**Aim of the exercise**
Take the entries below and retype them word for word, excluding the images.

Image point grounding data
☆ ☆ ☆ ☆ ☆ ☆ ☆

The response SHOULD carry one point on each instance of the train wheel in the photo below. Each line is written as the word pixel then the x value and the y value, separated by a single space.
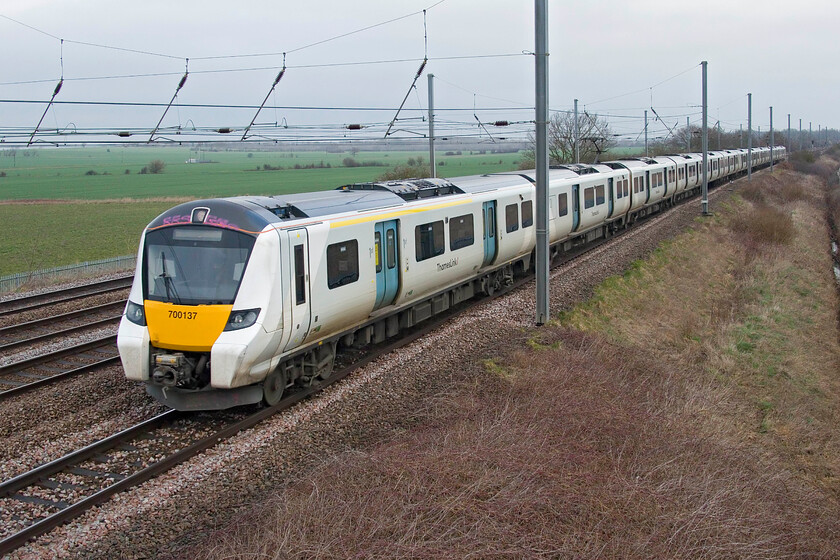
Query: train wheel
pixel 324 360
pixel 274 385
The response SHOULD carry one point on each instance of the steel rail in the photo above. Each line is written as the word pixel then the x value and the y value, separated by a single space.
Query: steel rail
pixel 54 334
pixel 37 301
pixel 38 474
pixel 56 355
pixel 8 393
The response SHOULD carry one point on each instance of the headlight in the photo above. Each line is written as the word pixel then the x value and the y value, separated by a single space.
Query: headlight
pixel 242 319
pixel 135 313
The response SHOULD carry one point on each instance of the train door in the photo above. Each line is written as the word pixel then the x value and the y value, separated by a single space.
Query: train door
pixel 387 262
pixel 489 213
pixel 297 262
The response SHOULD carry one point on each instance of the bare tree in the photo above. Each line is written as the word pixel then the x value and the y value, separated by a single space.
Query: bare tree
pixel 595 137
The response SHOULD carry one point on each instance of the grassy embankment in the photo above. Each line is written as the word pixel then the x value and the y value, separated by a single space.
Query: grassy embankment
pixel 36 234
pixel 688 410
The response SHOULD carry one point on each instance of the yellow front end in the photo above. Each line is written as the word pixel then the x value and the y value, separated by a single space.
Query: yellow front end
pixel 188 328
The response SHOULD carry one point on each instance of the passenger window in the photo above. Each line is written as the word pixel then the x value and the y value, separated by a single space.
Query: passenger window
pixel 428 239
pixel 300 276
pixel 342 263
pixel 527 214
pixel 511 217
pixel 391 248
pixel 461 232
pixel 588 197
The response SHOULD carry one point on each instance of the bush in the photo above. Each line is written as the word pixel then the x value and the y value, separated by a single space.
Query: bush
pixel 765 224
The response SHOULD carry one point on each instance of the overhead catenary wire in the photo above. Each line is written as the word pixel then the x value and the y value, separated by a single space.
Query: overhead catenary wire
pixel 416 76
pixel 174 95
pixel 270 91
pixel 229 56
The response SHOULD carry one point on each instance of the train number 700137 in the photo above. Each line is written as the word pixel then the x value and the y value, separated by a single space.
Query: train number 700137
pixel 182 314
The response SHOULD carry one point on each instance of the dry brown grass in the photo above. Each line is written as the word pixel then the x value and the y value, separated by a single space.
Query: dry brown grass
pixel 689 410
pixel 588 452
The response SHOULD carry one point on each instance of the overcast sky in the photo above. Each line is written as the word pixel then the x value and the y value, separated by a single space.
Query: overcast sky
pixel 785 53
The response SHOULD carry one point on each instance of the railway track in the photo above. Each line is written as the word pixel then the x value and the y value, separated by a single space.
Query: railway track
pixel 29 303
pixel 42 330
pixel 56 492
pixel 31 373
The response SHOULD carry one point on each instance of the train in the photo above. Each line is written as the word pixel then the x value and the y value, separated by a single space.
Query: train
pixel 237 300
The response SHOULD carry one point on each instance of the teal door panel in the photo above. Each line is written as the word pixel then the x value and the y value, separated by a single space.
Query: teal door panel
pixel 387 261
pixel 489 213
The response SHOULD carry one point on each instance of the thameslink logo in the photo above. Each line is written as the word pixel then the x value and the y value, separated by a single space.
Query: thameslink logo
pixel 450 264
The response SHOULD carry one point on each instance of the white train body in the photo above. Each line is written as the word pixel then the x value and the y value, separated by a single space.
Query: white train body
pixel 236 299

☆ ☆ ☆ ☆ ☆ ☆ ☆

**Problem solution**
The response SHOULD carry one point on each instance of the train wheel in the photo below. Each line is written as the word pixel then the x value and the y value, separated by a single space.
Query: train wheel
pixel 324 360
pixel 274 385
The response SHOULD carry one point on each instance of the steel rail in the photo above. Each line is written as the word pixel then the x value and the y value, separated by a single space.
Query: steel rail
pixel 54 334
pixel 37 301
pixel 38 474
pixel 56 355
pixel 8 393
The response SHOULD carry one point on each instance of the headlight in the photo above. Each line is written as the word pixel then the x value and the y value, separated by a single space.
Query: headlight
pixel 242 319
pixel 135 313
The response SHOULD carry one point on each instance of the train door in the photo above. Each line is written as the word pixel then the x value and the y value, separated by a single space.
Query: train door
pixel 387 262
pixel 489 213
pixel 297 262
The response SHOULD carry one point on each instance of the bare tree in the photo above. Each line is written as the word pixel then the x value and the y value, separated by a single space.
Query: bare tree
pixel 595 137
The response SHOULD carry one point on each instance of the grassy embankment in the photo above. Each line is written as the word pixel then the x value and the y value, separated by a single space.
Query: grassy embankment
pixel 36 234
pixel 688 410
The response SHOULD carry one point on each instance of the yellow front end in the photo above. Each line is written as the word pixel then the x value and the y value, separated by a single space.
Query: yellow front end
pixel 188 328
The response SHOULD carry one point on each instance of the passenger window in the photo above. Each line is written as the word pixel then the x value and the y value, separated by a single space.
Query: passenger window
pixel 428 239
pixel 300 276
pixel 342 263
pixel 527 214
pixel 511 217
pixel 391 248
pixel 461 232
pixel 588 197
The response SHOULD carry one point on each instance of the bush in the photo above. Each line is written as the word pixel then the x value and the y value, separated by a single space.
Query: bush
pixel 765 224
The response SHOULD carry one point on each instance of the overhead catenary wire in the photo above. Each line is written as the word pixel then the x value and the y value, separated by a single space.
Query: overhead catenary wire
pixel 416 76
pixel 174 95
pixel 270 91
pixel 229 56
The response SHOULD carry one point on each instance of the train number 700137 in the photo above. Each line is written as the word pixel then the x value and the y value, separated by a single space.
Query: train number 700137
pixel 182 314
The response SHOULD carry one point on each instance of the dry brown grass in the photo above. Each line is written as the word pixel then the x value and the y value, separated by a single space.
Query: dry brown grass
pixel 689 410
pixel 588 452
The response SHOULD carry one point on each instance of the overcast sky in the photo above. Each line is written as the word pixel then the x value and the y value, separated by a single space.
Query: overcast sky
pixel 785 53
The response SHOULD carry one point on each instance of the railway track in the photo above. Each line is written as the word pixel then the x value and the y value, separated by a single space.
Query: railway track
pixel 29 303
pixel 42 330
pixel 56 492
pixel 31 373
The response SHOULD carry one point on each instance of the train in the photo above. Each line is written as the word pixel then the x value and the y value, separated by a single space.
Query: train
pixel 237 300
The response SHOULD carry one point on each instance of the teal door panel in the photo above. Each line is written as the word pixel then the x value and the y value, separated by a single space.
Query: teal door panel
pixel 387 261
pixel 489 213
The response SHOULD carry one point on each instance of the thameslink logo in the photo above. Each line is written as the word pixel then the x value and the y value, separated by a single space.
Query: thameslink logo
pixel 450 264
The response SHOULD carry one point on each instance of the white train body in the photo above. Each line is written as the word pixel then the x value and the y value, separated by a single space.
Query: white train body
pixel 236 299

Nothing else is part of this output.